#### TASK INPUT
--*--

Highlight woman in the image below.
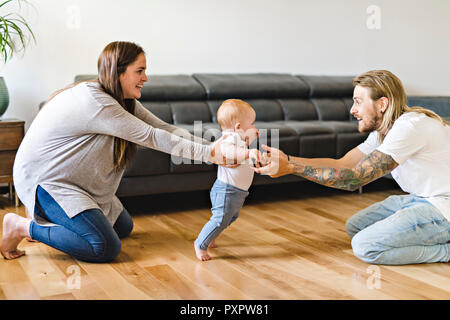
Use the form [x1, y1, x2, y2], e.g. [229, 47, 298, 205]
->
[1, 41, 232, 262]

--*--

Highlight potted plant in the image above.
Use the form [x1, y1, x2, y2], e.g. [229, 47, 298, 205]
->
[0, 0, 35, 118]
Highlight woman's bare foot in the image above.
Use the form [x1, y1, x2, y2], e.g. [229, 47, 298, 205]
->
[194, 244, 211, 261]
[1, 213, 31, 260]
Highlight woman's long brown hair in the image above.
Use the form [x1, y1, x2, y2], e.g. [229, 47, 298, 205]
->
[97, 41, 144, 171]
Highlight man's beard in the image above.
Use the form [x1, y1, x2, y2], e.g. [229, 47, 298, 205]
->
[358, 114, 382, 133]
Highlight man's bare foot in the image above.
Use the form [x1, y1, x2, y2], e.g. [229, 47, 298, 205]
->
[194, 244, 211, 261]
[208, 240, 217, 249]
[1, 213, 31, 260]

--*--

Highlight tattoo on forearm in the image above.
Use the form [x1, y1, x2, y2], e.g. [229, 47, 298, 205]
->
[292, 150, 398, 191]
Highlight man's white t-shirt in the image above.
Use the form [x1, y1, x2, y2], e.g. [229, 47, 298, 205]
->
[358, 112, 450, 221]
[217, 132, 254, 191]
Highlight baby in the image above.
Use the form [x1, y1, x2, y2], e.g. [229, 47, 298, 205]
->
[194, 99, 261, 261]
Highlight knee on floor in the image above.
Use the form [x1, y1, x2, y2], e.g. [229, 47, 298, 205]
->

--*--

What lines of the preceding data include the string "bare"? Pull them out.

Highlight woman's bare foot in the image above.
Highlight man's bare foot in the image above.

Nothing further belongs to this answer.